» **EXERCISE DETAILS**:
List every line in the records that contains the word "puppy".

:: INFORMATION SUPPLIED ::

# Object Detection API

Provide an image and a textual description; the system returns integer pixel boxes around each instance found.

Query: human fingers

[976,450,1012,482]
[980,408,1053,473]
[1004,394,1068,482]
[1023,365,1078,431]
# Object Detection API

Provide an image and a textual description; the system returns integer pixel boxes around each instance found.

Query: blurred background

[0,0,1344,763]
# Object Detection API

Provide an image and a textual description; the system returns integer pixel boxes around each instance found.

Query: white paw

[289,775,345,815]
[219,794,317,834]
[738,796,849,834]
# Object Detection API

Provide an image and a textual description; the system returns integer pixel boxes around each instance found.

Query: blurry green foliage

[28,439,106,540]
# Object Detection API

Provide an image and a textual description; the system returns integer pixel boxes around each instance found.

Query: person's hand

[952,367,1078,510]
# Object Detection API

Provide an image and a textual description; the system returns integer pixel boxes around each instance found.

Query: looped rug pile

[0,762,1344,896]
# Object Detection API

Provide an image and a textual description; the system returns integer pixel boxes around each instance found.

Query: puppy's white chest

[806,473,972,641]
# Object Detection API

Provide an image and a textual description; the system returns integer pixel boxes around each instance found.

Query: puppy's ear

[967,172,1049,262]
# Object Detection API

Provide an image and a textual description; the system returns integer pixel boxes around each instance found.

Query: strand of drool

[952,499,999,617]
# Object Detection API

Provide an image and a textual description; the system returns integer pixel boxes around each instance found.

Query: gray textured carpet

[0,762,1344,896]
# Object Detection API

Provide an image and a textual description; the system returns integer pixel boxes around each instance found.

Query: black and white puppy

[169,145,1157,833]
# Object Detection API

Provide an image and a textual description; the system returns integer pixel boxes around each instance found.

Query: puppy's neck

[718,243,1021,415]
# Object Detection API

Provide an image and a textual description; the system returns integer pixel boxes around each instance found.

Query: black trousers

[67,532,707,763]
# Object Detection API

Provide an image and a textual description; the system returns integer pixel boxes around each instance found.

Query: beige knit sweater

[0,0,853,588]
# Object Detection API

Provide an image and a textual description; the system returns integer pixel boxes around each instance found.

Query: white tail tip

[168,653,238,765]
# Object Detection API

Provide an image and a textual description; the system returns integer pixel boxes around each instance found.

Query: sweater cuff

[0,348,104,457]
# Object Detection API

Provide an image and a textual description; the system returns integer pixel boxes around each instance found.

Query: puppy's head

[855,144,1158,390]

:::
:: INFORMATION SUPPLIED ::

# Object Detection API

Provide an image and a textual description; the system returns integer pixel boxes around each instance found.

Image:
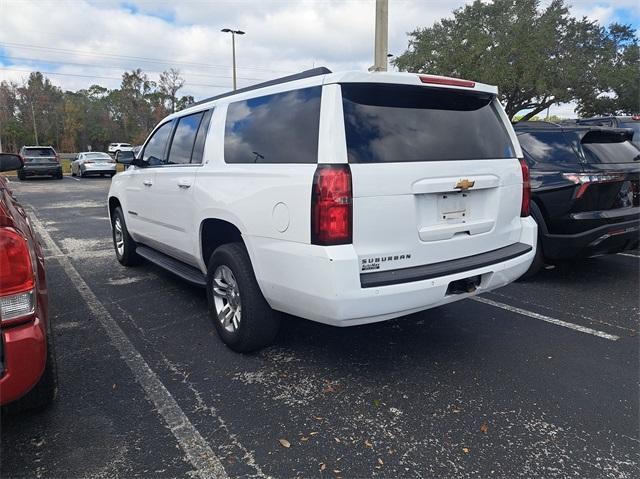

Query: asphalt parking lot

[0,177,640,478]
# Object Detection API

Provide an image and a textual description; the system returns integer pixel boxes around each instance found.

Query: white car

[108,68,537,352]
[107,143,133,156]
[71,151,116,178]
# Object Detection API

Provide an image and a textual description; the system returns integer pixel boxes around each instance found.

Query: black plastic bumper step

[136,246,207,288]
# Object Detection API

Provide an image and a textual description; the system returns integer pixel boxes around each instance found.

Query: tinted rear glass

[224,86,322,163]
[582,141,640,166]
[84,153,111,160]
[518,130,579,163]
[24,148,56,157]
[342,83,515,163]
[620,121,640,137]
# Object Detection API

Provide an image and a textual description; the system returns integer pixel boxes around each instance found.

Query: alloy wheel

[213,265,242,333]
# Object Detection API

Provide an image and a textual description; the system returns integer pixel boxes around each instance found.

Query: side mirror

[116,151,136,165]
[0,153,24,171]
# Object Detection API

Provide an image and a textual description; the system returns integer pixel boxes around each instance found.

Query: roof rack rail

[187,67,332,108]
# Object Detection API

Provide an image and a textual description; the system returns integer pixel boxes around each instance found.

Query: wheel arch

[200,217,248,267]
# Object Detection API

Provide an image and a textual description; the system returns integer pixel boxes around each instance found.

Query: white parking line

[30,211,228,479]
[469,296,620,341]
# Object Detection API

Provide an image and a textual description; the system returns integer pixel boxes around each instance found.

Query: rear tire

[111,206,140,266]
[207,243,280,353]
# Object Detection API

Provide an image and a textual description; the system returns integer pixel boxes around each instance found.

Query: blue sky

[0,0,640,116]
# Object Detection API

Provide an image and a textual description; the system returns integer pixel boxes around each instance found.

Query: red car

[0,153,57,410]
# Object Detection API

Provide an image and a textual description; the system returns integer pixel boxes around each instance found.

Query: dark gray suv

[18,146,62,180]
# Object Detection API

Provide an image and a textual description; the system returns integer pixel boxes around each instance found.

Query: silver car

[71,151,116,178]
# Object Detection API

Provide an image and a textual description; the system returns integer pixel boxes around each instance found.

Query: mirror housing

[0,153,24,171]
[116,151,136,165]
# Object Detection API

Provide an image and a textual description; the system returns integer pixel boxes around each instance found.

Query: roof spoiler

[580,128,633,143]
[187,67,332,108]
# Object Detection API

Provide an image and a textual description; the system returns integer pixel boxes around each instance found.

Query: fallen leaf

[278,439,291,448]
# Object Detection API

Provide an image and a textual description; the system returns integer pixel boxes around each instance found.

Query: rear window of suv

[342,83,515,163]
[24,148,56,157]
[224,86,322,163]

:::
:: INFORMATION SUPPLIED ::

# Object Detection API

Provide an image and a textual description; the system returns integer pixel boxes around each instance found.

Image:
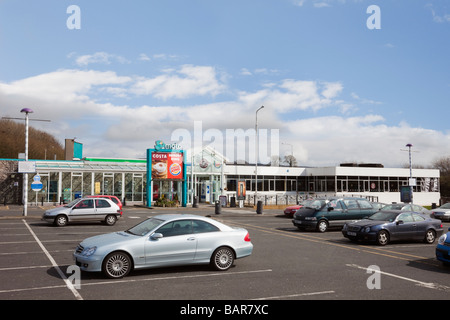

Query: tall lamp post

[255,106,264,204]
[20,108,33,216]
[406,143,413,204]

:::

» **ANSWER FOR THE TASK**:
Query: puppy's white chest
Query: puppy's ear
Query: black and white puppy
Query: puppy's neck
Query: puppy's head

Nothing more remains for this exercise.